## Stated problem
Reproduce each of the rows below word for word, omitting the pictures.

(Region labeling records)
>> begin
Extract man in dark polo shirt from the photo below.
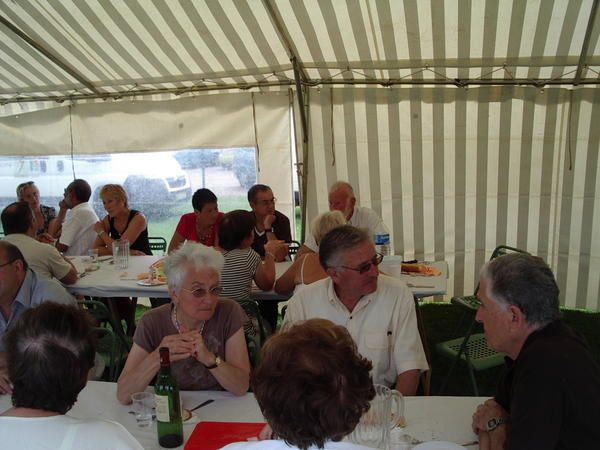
[473,253,600,450]
[248,184,292,261]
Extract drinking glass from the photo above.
[113,239,129,270]
[131,392,154,427]
[88,248,98,266]
[349,384,404,449]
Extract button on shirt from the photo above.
[0,269,76,352]
[285,275,429,386]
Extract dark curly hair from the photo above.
[218,209,255,251]
[252,319,375,450]
[5,301,96,414]
[192,188,217,211]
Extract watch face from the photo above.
[486,417,498,431]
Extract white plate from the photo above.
[413,441,465,450]
[137,280,167,286]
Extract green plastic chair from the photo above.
[148,236,167,255]
[77,300,133,381]
[238,300,267,367]
[436,245,529,396]
[94,327,121,382]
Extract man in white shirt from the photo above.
[298,181,385,256]
[56,179,99,256]
[1,202,77,284]
[284,225,429,395]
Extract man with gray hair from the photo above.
[285,225,429,395]
[56,179,99,256]
[473,253,600,450]
[0,241,75,394]
[298,181,391,256]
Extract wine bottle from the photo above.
[154,347,183,448]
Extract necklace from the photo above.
[171,303,206,335]
[196,224,213,242]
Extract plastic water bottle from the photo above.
[373,223,390,256]
[390,427,413,450]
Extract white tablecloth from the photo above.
[66,256,448,301]
[0,381,485,449]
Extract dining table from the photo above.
[0,381,486,450]
[66,255,448,302]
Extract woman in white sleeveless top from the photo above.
[274,211,346,295]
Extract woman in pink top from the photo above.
[168,189,223,253]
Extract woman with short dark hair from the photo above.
[224,319,375,450]
[0,301,142,450]
[168,188,223,253]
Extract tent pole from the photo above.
[573,0,600,86]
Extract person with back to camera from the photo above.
[223,319,375,450]
[219,209,282,362]
[168,189,224,253]
[117,242,250,404]
[274,211,346,294]
[0,302,142,450]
>> end
## Result
Extract man in dark polo shirt from the photo below.
[473,253,600,450]
[248,184,292,261]
Extract drinking glass from the photo above.
[113,239,129,270]
[131,392,154,427]
[88,248,98,266]
[349,384,404,449]
Extract button on shirt from the photo above.
[0,269,76,352]
[285,275,429,386]
Extract dark curly hair from the photo above.
[218,209,255,251]
[252,319,375,450]
[5,301,96,414]
[192,188,217,211]
Extract watch face from the photo above.
[486,417,498,431]
Extract white plate from the photo above.
[413,441,465,450]
[137,280,167,286]
Extract green plastic chair from the photo above.
[148,236,167,255]
[77,300,133,381]
[238,300,267,367]
[436,245,529,396]
[94,327,121,382]
Extract man in white shirt from the photo above.
[298,181,385,256]
[56,179,99,256]
[1,202,77,284]
[284,225,429,395]
Extract man with gray hair from the photo above.
[285,225,429,395]
[56,179,99,256]
[473,253,600,450]
[0,241,75,394]
[298,181,391,256]
Extract wine bottle from the photo above.
[154,347,183,448]
Extract necklace from the photo above.
[171,303,206,335]
[196,224,213,242]
Extract plastic water bottle from the photo above.
[373,223,390,256]
[390,427,413,450]
Extract white tablecloth from the photo above.
[66,256,448,301]
[0,381,485,449]
Extract dining table from the photo above.
[0,381,486,450]
[66,255,448,302]
Extract woman in white sleeveless top from the photo above.
[274,211,346,295]
Extract woman in pink top from the photo above.
[168,189,223,253]
Extract woman with short dark hair from the photo above.
[224,319,375,450]
[0,301,142,450]
[168,188,223,253]
Extract tent pole from the photo above.
[573,0,600,86]
Extract person with back to camera from the photo above.
[223,319,375,450]
[219,209,282,362]
[168,189,224,253]
[117,242,250,404]
[274,211,346,294]
[0,302,142,450]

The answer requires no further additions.